Could you write out exactly, and only, the lines from the one containing "# Example output" through the last line of the data, leaving out all pictures?

═════ THE INPUT

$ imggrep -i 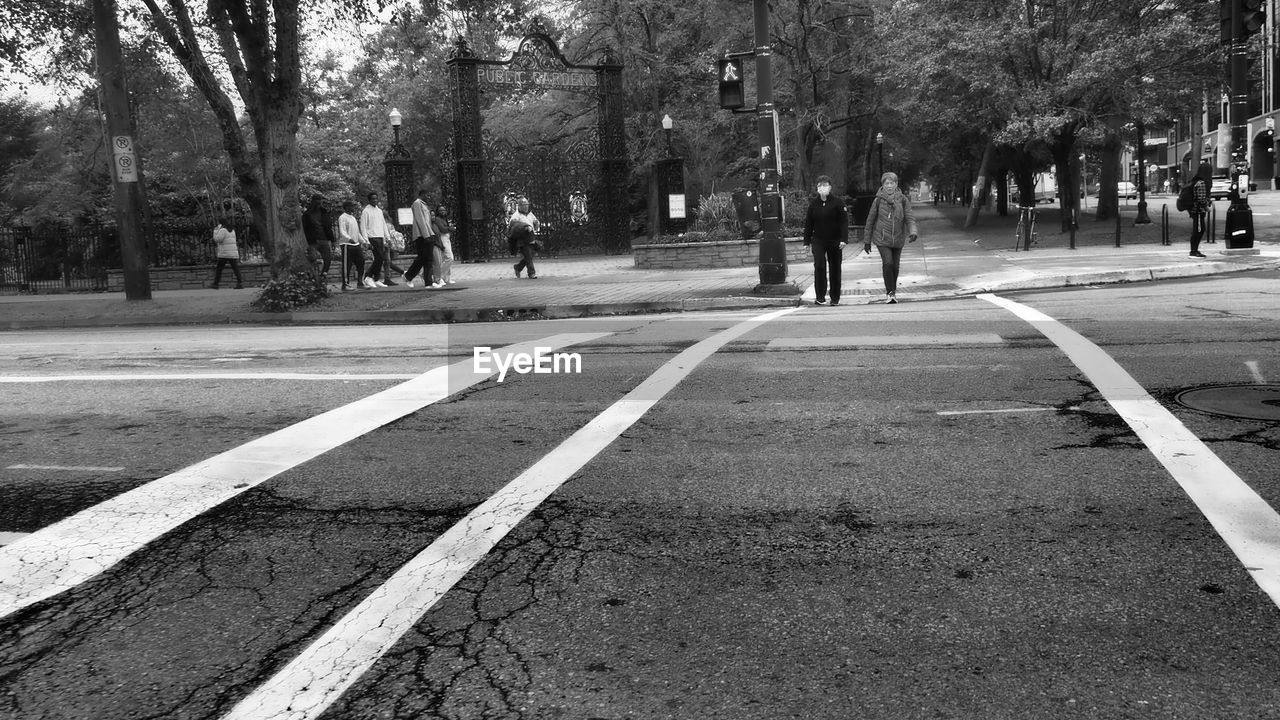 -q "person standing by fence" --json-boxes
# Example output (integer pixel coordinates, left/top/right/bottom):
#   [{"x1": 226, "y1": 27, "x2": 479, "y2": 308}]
[{"x1": 209, "y1": 218, "x2": 243, "y2": 289}]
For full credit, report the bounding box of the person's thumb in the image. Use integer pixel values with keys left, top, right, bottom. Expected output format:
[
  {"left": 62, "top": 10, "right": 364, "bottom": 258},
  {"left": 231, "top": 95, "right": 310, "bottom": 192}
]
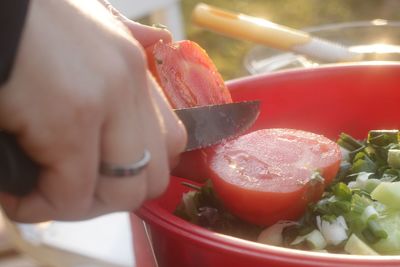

══════════

RESPONSE:
# Example output (integer pixel coordinates, left/top/right/bottom):
#   [{"x1": 226, "y1": 27, "x2": 479, "y2": 308}]
[{"x1": 209, "y1": 218, "x2": 243, "y2": 289}]
For full credit, report the bounding box of the person's thumb in the image. Use integer pixel values with keys left, top, right, bottom. Expected output format:
[
  {"left": 62, "top": 10, "right": 364, "bottom": 258},
  {"left": 231, "top": 95, "right": 310, "bottom": 192}
]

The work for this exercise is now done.